Hentikan Gangguan terhadap Satwa Liar Cegah Kemunculan Zoonosis Baru
Covid-19 seharusnya menyadarkan kita untuk tidak mengganggu habitat dan kehidupan satwa liar. Itu berisiko zoonosis yang merugikan manusia sendiri.
Oleh
PRADIPTA PANDU
·3 menit baca
JAKARTA, KOMPAS — Penyakit infeksi baru yang ditularkan dari hewan ke manusia atau zoonosis diprediksi masih banyak terjadi seiring belum terkendalinya perdagangan satwa liar. Guna mencegah terjadinya penyakit infeksi baru ke depan, penting untuk menghentikan gangguan terhadap satwa liar dengan cara menjaga populasi, tidak mengonversi habitat, dan tidak mengonsumsinya.
Peneliti Pusat Studi Satwa Primata IPB University, Joko Pamungkas, mengemukakan, kejadian penyakit infeksi baru yang muncul selama ini, seperti ebola, SARS, MERS, hingga Covid-19 memang awalnya diketahui di manusia. Namun, setelah ditelusuri, peran satwa liar cukup besar dalam kemunculan penyakit infeksi baru ini.

_DATA MASUKAN_.
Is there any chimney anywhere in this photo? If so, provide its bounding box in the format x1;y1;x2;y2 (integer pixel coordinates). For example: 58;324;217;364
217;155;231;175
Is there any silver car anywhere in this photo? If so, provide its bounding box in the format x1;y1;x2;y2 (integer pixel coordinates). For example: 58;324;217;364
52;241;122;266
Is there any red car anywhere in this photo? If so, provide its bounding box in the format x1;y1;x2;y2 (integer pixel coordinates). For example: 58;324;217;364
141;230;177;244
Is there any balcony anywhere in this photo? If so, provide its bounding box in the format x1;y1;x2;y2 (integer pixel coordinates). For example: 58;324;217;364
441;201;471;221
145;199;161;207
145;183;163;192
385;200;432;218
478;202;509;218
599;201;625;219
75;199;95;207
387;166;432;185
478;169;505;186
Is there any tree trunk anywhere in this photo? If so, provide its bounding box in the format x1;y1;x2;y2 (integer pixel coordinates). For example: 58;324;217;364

_TUGAS KERJA 1_. Tuliskan kembali secara persis bagian teks tentang zoonosis, mulai dari kata-kata "Hentikan Gangguan terhadap Satwa Liar Cegah" dan berhenti setelah kata-kata "dan tidak mengonsumsinya.".
_TUGAS KERJA 2_. Menurut teks tentang zoonosis, di lembaga mana Joko Pamungkas bekerja sebagai peneliti?

_JAWABAN LATIHAN 1_.
Hentikan Gangguan terhadap Satwa Liar Cegah Kemunculan Zoonosis Baru
Covid-19 seharusnya menyadarkan kita untuk tidak mengganggu habitat dan kehidupan satwa liar. Itu berisiko zoonosis yang merugikan manusia sendiri.
Oleh
PRADIPTA PANDU
·3 menit baca
JAKARTA, KOMPAS — Penyakit infeksi baru yang ditularkan dari hewan ke manusia atau zoonosis diprediksi masih banyak terjadi seiring belum terkendalinya perdagangan satwa liar. Guna mencegah terjadinya penyakit infeksi baru ke depan, penting untuk menghentikan gangguan terhadap satwa liar dengan cara menjaga populasi, tidak mengonversi habitat, dan tidak mengonsumsinya.

_JAWABAN LATIHAN 2_. Pusat Studi Satwa Primata IPB University.